PROVIDED PASSAGE —
Zscaler Blog

Erhalten Sie die neuesten Zscaler Blog-Updates in Ihrem Posteingang

Abonnieren
Products & Solutions

Introducing Integrated Deception as Part of the World’s First and Only Next-gen ZTNA Platform

image
AMIR MOIN
März 28, 2022 - 8 Lesezeit: Min

Whether it’s the rise in encrypted attacks, hands-on-keyboard threats, human-operated ransomware, or, for that matter, successful breaches, we don’t need to throw more doom and gloom statistics to tell you what you probably already know – the prevalent castle-and-moat approach to network security is a failing endeavor.

Many analogies come to mind – “fighting with one hand tied behind your back”, “bailing water while plugging holes in the boat” – but the simplest way to understand this failure is that in a world with accelerating digital transformation, cloud adoption, and globally distributed workforces, the hub and spoke network has come to a breaking point.

Global leaders like Siemens, Genpact, and Ciena have adopted a Zero Trust architecture to drive secure digital transformation, improve productivity, lower cost, reduce cyber risk, and offset the disadvantages of a legacy hub-and-spoke network.

Zero trust is a fundamentally different approach to cyberthreat protection that helps organizations cope with today’s top security challenges.

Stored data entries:
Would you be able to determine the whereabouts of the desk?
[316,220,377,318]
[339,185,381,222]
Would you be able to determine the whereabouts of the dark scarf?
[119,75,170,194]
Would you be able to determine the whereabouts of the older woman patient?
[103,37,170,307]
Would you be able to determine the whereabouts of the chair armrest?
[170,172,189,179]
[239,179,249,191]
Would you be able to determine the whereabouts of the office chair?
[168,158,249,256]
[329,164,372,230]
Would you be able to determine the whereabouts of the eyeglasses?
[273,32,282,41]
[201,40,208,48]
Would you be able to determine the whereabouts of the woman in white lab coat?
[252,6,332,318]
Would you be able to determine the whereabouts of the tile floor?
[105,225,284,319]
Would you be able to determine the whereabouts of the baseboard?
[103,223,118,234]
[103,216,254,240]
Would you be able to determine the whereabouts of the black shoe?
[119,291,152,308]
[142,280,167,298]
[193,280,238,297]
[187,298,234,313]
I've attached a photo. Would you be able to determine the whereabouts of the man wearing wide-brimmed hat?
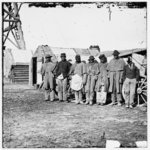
[56,53,71,102]
[107,50,125,106]
[95,54,108,105]
[70,55,86,104]
[85,56,99,105]
[41,54,56,101]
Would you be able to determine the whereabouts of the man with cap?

TASK INSTRUCTIONS —
1. Take everything in the Zscaler blog post from "Introducing Integrated Deception" down to "a breaking point." and write it out again, renaming "castle-and-moat" as "perimeter-based".
2. Which global leaders does the Zscaler blog post name as having adopted a Zero Trust architecture?

ANSWERS TO THE PROBLEMS —
1.
Introducing Integrated Deception as Part of the World’s First and Only Next-gen ZTNA Platform

image
AMIR MOIN
März 28, 2022 - 8 Lesezeit: Min

Whether it’s the rise in encrypted attacks, hands-on-keyboard threats, human-operated ransomware, or, for that matter, successful breaches, we don’t need to throw more doom and gloom statistics to tell you what you probably already know – the prevalent perimeter-based approach to network security is a failing endeavor.

Many analogies come to mind – “fighting with one hand tied behind your back”, “bailing water while plugging holes in the boat” – but the simplest way to understand this failure is that in a world with accelerating digital transformation, cloud adoption, and globally distributed workforces, the hub and spoke network has come to a breaking point.

2. Siemens, Genpact, and Ciena.